### Your instructions
The entire listing below must be written out word for word.

### Data extract
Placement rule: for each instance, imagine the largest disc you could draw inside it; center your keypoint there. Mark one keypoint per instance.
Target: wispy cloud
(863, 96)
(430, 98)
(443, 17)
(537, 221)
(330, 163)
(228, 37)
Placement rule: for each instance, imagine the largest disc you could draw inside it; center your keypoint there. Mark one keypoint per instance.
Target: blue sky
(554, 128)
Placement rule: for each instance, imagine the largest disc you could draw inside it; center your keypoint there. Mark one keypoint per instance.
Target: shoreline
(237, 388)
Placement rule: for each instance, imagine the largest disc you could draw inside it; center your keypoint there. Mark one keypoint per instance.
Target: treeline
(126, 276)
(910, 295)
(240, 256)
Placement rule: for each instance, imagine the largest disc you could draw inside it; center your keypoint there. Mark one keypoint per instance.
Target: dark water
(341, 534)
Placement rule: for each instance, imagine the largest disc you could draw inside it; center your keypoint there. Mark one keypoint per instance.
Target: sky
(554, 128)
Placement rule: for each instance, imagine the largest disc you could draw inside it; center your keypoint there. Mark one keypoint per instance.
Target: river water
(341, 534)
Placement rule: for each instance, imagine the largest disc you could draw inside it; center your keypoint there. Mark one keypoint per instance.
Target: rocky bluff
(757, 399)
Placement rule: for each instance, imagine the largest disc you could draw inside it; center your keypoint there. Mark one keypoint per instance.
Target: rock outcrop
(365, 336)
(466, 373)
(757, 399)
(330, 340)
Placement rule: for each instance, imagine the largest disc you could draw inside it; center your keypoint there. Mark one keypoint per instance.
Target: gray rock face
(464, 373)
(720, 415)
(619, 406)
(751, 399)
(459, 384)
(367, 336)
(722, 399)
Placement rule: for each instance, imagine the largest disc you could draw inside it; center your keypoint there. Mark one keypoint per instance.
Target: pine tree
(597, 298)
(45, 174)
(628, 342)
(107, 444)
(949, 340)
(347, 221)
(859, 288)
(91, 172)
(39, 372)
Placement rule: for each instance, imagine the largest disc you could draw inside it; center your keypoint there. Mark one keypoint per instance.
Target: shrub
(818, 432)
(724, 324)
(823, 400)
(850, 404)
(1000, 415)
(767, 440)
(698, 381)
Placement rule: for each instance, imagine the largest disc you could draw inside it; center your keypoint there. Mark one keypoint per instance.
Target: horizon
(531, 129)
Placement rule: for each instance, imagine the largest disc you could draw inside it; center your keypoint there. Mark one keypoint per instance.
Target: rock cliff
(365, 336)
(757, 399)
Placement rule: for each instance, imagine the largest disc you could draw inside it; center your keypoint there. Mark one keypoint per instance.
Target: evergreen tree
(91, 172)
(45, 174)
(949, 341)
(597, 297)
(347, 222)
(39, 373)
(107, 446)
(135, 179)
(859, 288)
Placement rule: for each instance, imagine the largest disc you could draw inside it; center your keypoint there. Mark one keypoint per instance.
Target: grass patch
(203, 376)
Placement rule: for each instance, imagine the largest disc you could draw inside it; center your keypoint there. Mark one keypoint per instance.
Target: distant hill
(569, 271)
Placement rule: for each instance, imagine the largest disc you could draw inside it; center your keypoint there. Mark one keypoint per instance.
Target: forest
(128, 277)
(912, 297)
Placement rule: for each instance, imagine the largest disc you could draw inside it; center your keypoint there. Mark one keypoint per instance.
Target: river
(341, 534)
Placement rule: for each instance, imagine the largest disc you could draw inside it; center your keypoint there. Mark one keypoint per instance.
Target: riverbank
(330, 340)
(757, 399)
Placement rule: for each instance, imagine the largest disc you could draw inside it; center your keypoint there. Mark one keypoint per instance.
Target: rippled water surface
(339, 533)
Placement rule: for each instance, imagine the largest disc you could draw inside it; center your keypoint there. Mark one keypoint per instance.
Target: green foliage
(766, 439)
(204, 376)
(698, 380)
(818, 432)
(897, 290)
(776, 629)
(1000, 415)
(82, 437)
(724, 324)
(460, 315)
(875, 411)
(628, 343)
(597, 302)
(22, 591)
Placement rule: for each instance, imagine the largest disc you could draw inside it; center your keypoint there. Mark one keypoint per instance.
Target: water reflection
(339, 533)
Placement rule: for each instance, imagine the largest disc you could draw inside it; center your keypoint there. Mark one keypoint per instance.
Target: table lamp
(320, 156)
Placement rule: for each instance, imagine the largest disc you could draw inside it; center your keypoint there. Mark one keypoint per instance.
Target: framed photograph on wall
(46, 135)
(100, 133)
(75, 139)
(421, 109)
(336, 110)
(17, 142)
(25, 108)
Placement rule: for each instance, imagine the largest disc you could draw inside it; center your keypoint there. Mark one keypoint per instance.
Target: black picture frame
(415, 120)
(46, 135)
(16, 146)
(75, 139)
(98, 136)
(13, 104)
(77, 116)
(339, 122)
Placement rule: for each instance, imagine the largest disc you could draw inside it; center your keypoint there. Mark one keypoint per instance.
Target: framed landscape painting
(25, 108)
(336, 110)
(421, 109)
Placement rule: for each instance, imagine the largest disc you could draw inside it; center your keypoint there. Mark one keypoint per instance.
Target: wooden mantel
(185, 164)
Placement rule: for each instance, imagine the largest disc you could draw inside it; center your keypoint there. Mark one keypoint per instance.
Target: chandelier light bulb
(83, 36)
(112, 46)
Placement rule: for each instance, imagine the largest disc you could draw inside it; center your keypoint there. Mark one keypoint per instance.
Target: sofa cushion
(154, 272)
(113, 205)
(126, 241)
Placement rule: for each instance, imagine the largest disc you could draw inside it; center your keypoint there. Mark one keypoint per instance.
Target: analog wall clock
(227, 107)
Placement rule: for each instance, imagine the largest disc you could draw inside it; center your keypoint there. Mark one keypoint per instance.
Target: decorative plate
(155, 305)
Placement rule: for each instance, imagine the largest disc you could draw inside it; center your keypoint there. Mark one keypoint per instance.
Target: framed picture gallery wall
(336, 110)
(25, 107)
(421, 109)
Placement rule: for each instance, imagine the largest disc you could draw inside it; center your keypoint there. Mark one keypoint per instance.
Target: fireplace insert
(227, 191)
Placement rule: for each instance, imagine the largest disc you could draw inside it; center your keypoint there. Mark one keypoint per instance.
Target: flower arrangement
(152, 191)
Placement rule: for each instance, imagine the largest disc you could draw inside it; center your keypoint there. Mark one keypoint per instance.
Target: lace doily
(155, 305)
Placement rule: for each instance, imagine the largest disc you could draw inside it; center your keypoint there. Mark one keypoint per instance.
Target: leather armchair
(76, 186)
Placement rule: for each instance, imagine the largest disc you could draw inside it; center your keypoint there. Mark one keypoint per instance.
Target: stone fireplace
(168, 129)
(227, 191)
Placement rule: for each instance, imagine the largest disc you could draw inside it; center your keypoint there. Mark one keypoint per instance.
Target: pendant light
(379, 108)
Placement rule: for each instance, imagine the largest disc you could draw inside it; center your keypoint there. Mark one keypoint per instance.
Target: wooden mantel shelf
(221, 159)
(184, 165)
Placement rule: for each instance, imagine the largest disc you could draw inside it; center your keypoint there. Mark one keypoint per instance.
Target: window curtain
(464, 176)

### Reply
Placement rule: for each instance, imagine the largest disc you could draw inside it; center your keypoint there. Mark one keypoint per instance.
Target: wispy cloud
(863, 96)
(430, 98)
(443, 17)
(537, 221)
(330, 163)
(228, 37)
Placement rule: for each instance, imagine the largest disc you could draw inside it; center your keypoint there. Mark one keypoint per instance.
Target: blue sky
(554, 128)
Placement rule: for each instance, imagine the largest disc you could draw inside it; center your keypoint there. Mark one keypoint per instance.
Target: shoreline
(237, 388)
Placement rule: for each instance, imagine the largest disc you could draw inside it; center your keypoint there. Mark one keypoint per instance.
Target: treeline
(126, 276)
(910, 295)
(240, 256)
Placement rule: for each instance, imagine the largest disc you could draw inside it; center your keypoint there. Mark one keypoint per instance.
Target: dark water
(341, 534)
Placement rule: for each instance, imagine the largest disc you could draw inside it; center your keypoint there. Mark one keypoint per instance.
Target: sky
(554, 128)
Placement rule: for each instance, imagine the largest disc you could draw inside it; center your keypoint there. Mark one keypoint per instance.
Target: river water
(341, 534)
Placement rule: for each instance, imagine the largest disc you could draw inside it; center your keypoint there. Mark one keypoint per instance.
Target: rocky bluff
(757, 399)
Placement rule: for each instance, imagine the largest disc you could draw inside it; center your keypoint there. Mark one keypoint per instance.
Target: rock outcrop
(365, 336)
(466, 373)
(757, 399)
(330, 340)
Placement rule: for each instance, imagine the largest disc you could draw inside it; center your keypoint there. Mark one keypoint per instance.
Target: gray rock face
(464, 373)
(720, 415)
(619, 406)
(751, 399)
(459, 384)
(367, 336)
(722, 399)
Placement rule: for each instance, imagine the largest disc you could draw inside it; center your keypoint there. Mark one keypoint per instance.
Target: pine tree
(597, 298)
(45, 174)
(628, 342)
(107, 444)
(949, 340)
(347, 221)
(859, 288)
(91, 172)
(39, 372)
Placement rule: for each instance, imagine the largest disc you could draw inside it; center your keypoint there. Mark one keypoint per instance.
Target: shrub
(818, 432)
(724, 324)
(823, 400)
(850, 404)
(1000, 415)
(767, 440)
(698, 381)
Placement rule: for each instance, imagine the largest disc you could draw inside it; center your keypoint there. Mark one keypoint per instance.
Target: horizon
(531, 129)
Placement rule: for each instance, imagine the largest disc you could draw inside it; center your keypoint there. Mark one keypoint per instance.
Target: rock cliff
(365, 336)
(757, 399)
Placement rule: for each instance, imagine the largest disc you could draw inside it; center your keypoint there. Mark one keypoint per instance.
Target: evergreen tree
(91, 172)
(45, 174)
(949, 341)
(597, 297)
(347, 222)
(39, 373)
(107, 446)
(135, 179)
(859, 288)
Placement rule: for each instance, imagine the largest disc you could draw inside it; center your keypoint there. Mark one keypoint per instance.
Target: grass patch
(203, 376)
Placement rule: for each instance, imagine the largest disc you could draw inside it; center your keypoint there. Mark one keypoint per instance.
Target: distant hill
(569, 271)
Placement rule: for each instance, imagine the largest disc you could draw inside it; center your keypoint there. Mark one keypoint per instance.
Target: forest
(128, 277)
(912, 297)
Placement rule: for each instance, imagine the largest disc you could draw inside it; center your keypoint there. Mark one keypoint per instance.
Target: river
(341, 534)
Placement rule: for each instance, imagine the largest disc you could draw inside it; center your keypoint there. Mark one keypoint per instance.
Target: riverbank
(330, 340)
(757, 399)
Placement rule: for each instance, imagine the largest disc you could draw inside it; center your keypoint there. Mark one keypoint per instance.
Target: rippled water surface
(339, 533)
Placement rule: for each instance, imagine the largest disc you could draw inside it; center your keypoint there. Mark one keypoint per instance.
Target: green foliage
(766, 439)
(204, 376)
(698, 380)
(818, 432)
(897, 290)
(776, 629)
(1000, 415)
(82, 437)
(724, 324)
(460, 315)
(875, 411)
(628, 343)
(597, 302)
(22, 591)
Placement rule: for each instance, imagine the largest disc you could draw inside it; center your keypoint there. Mark one keypoint per instance.
Target: water reflection
(339, 533)
Placement rule: for each instance, imagine the largest disc you could draw inside it; center your keypoint there. Mark one keypoint per instance.
Target: table lamp
(320, 156)
Placement rule: for each instance, imagine the largest disc you could draw inside it; center your keypoint there. Mark one keypoint per instance.
Target: framed photograph on wall
(46, 135)
(100, 133)
(75, 139)
(421, 109)
(336, 110)
(17, 142)
(25, 108)
Placement rule: for each instance, imagine the largest disc you could draw inside it; center your keypoint there. Mark one keypoint per instance.
Target: black picture frame
(415, 120)
(46, 135)
(16, 146)
(75, 139)
(98, 136)
(13, 104)
(77, 116)
(339, 122)
Placement rule: for each instance, imagine the largest disc you could draw inside it; center your keypoint there. Mark one keypoint per instance.
Target: framed landscape painting
(25, 108)
(336, 110)
(421, 109)
Placement rule: for each instance, imagine the largest disc you could draw inside it; center your keypoint there. Mark one keypoint per instance.
Target: wooden mantel
(185, 164)
Placement rule: for each instance, imagine the largest disc you could draw inside it; center your keypoint there. Mark one keypoint per instance.
Target: chandelier light bulb
(83, 36)
(112, 46)
Placement rule: for each instance, imagine the largest disc you could draw inside it; center your keypoint there. Mark one keypoint per instance.
Target: sofa cushion
(154, 272)
(113, 205)
(126, 241)
Placement rule: for each instance, imagine the largest disc you could draw inside it; center your keypoint there. Mark one keypoint per instance.
Target: analog wall clock
(227, 107)
Placement rule: for each instance, imagine the largest disc you could draw inside it; center your keypoint there. Mark one keypoint per instance.
Target: decorative plate
(155, 305)
Placement rule: for each instance, imagine the largest disc you could draw inside it; center your keypoint there. Mark one keypoint per instance.
Target: framed picture gallery wall
(336, 110)
(25, 107)
(421, 109)
Placement rule: for each instance, imagine the largest disc you could draw inside it; center your keypoint there. Mark one keypoint per instance.
Target: fireplace insert
(227, 191)
Placement rule: for each instance, imagine the largest disc you could draw inside it; center your keypoint there. Mark one keypoint per instance.
Target: flower arrangement
(152, 191)
Placement rule: for each instance, imagine the largest disc you could draw inside it; center your keypoint there. Mark one keypoint per instance.
Target: lace doily
(155, 305)
Placement rule: for each instance, imagine the largest disc you could draw inside it; center your keypoint there. Mark one keypoint per instance.
Target: leather armchair
(76, 186)
Placement rule: for each instance, imagine the largest disc you could draw inside it; center your keypoint there. Mark one keypoint per instance.
Target: stone fireplace
(168, 129)
(227, 191)
Placement rule: for each instance, imagine the largest disc you could draw inside it; center your keypoint there. Mark one keypoint per instance.
Target: pendant light
(379, 108)
Placement rule: for each instance, imagine the largest disc you could draw inside it; center your keypoint there. Mark one keypoint per instance.
Target: wooden mantel shelf
(221, 159)
(184, 165)
Placement rule: for each instance, imagine the largest disc you could draw inside it; center your keypoint there. Mark one keypoint per instance.
Target: window curtain
(464, 176)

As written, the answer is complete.